> [DIRECTION]:
Copy only the lines between the one containing "of the sandy" and the end of the records, both included, leaving out pictures.

(Entries from a pointing dataset)
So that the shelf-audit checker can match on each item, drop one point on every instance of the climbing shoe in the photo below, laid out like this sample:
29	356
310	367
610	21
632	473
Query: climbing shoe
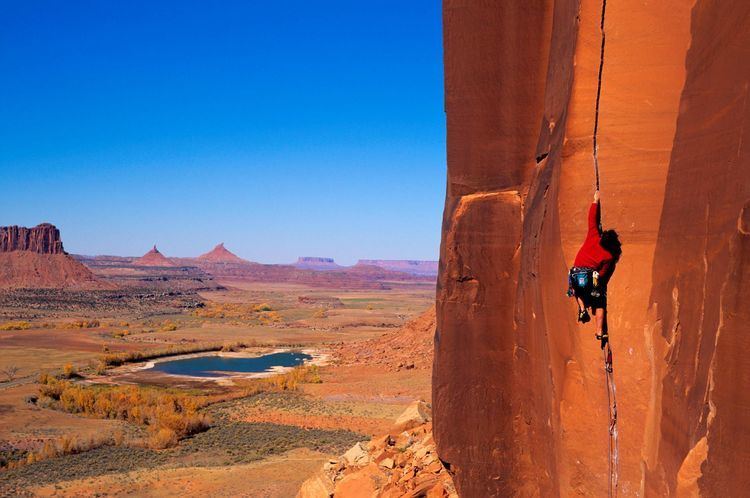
608	361
604	337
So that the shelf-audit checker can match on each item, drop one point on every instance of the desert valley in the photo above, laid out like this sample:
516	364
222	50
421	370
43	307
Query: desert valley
306	362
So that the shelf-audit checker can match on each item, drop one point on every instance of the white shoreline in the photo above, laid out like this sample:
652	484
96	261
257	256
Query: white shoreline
318	359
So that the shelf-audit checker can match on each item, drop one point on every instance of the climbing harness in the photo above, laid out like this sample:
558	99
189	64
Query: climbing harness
604	337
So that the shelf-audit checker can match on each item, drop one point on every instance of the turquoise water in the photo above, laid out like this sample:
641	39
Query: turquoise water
218	366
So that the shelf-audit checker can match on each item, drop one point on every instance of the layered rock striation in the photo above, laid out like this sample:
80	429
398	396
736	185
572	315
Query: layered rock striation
34	258
519	401
42	239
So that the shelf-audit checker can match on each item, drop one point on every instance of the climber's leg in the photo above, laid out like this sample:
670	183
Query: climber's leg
583	315
601	325
600	315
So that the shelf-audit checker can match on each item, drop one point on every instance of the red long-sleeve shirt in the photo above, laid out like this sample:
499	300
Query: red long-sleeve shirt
592	254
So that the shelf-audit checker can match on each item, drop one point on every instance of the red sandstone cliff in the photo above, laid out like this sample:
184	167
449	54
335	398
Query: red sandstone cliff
43	239
519	401
221	254
153	258
34	258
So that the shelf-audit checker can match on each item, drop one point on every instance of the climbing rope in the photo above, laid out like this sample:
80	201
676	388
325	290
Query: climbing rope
612	404
599	95
606	349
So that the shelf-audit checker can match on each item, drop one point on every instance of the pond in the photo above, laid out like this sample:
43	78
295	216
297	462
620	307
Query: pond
221	366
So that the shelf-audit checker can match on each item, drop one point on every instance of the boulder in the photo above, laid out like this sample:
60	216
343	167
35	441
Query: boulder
357	455
317	486
416	414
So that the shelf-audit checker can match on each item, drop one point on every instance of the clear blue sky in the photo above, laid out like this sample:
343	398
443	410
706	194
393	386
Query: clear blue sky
282	128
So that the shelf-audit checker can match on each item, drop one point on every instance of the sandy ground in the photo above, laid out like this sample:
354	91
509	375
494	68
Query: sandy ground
273	477
360	398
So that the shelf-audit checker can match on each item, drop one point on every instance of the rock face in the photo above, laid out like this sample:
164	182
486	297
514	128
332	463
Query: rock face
400	464
42	239
221	254
33	258
518	397
408	347
414	267
153	258
315	263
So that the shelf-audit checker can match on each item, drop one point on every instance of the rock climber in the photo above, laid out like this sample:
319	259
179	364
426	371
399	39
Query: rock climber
592	269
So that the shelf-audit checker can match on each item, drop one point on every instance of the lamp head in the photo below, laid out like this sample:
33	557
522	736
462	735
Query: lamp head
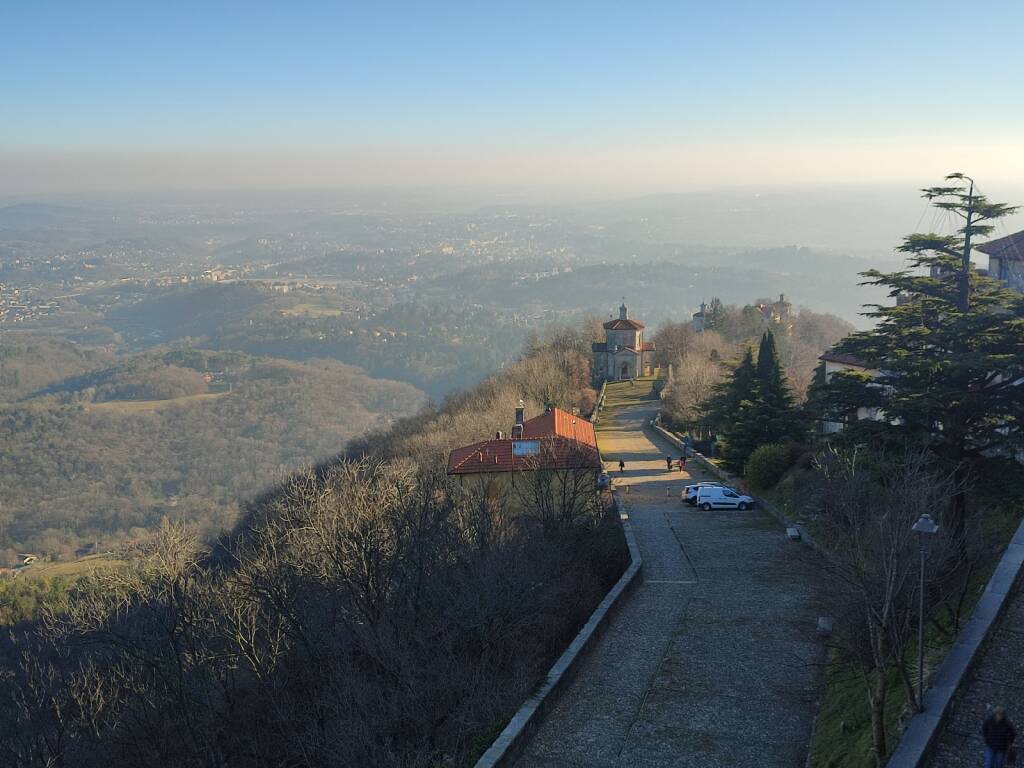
926	525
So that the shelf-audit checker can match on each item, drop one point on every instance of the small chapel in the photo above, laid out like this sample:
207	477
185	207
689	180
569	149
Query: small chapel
624	354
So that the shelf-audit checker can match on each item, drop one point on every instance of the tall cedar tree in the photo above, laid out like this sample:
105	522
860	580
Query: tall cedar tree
755	407
949	352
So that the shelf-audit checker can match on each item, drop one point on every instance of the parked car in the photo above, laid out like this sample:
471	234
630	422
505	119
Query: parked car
720	497
689	494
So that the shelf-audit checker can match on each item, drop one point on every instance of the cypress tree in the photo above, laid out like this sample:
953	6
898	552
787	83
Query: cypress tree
774	417
731	412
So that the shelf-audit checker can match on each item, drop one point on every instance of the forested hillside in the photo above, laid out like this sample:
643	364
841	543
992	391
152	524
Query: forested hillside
366	614
103	456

> [EXERCISE RESPONSE]:
So that the shelf-audit checker can match on each item, drop one point on every instance of the sandy ground in the photo above, laid out like this sample:
354	91
509	375
494	68
Query: sandy ground
273	477
360	398
So that the shelf-audit checker can match on each item, drop one point on every instance of the rock face in the photo above, laid out like this sample:
164	182
486	297
514	128
332	463
Query: rock face
400	464
42	239
221	254
33	258
518	397
408	347
414	267
153	258
315	263
So that the shelf-audit checker can match on each item, drop one point on every instance of the rock climber in the photo above, laid out like this sample:
319	259
179	364
426	371
399	39
Query: rock climber
592	269
So that the shelf-audit checker can match on each item, drop one point on every instance of the lamp head in the photo below, laid out like this sample:
33	557
522	736
462	735
Query: lamp head
926	525
So that the shelf-audit checker can match on each item, drop one point on every instance of the small chapel in the photo above, laid out like this sample:
207	477
185	207
689	180
569	149
Query: small chapel
624	354
So that the shelf-audit checker can match on each item, drop one point on every instance of the tall cedar tree in the photo above, laid out like this sample:
105	522
860	580
Query: tall cedar tree
755	407
949	352
So that the shelf-audit checker can match on each item, drop one point on every instance of the parked car in the photo above, laid out like this sample:
471	234
630	422
505	119
Query: parked car
720	497
689	494
So that the shelf-audit checker can match on each item, drop one point on every instance of the cypress tree in the photo above, laid out like this sample:
953	6
898	552
787	83
Query: cypress tree
774	417
731	412
So that the shelf-audit checker can match on each item, drop one point on every instance of the forested hillside in the photo above, laid out like this sample:
643	364
841	543
992	391
152	524
Query: forested hillside
366	614
103	456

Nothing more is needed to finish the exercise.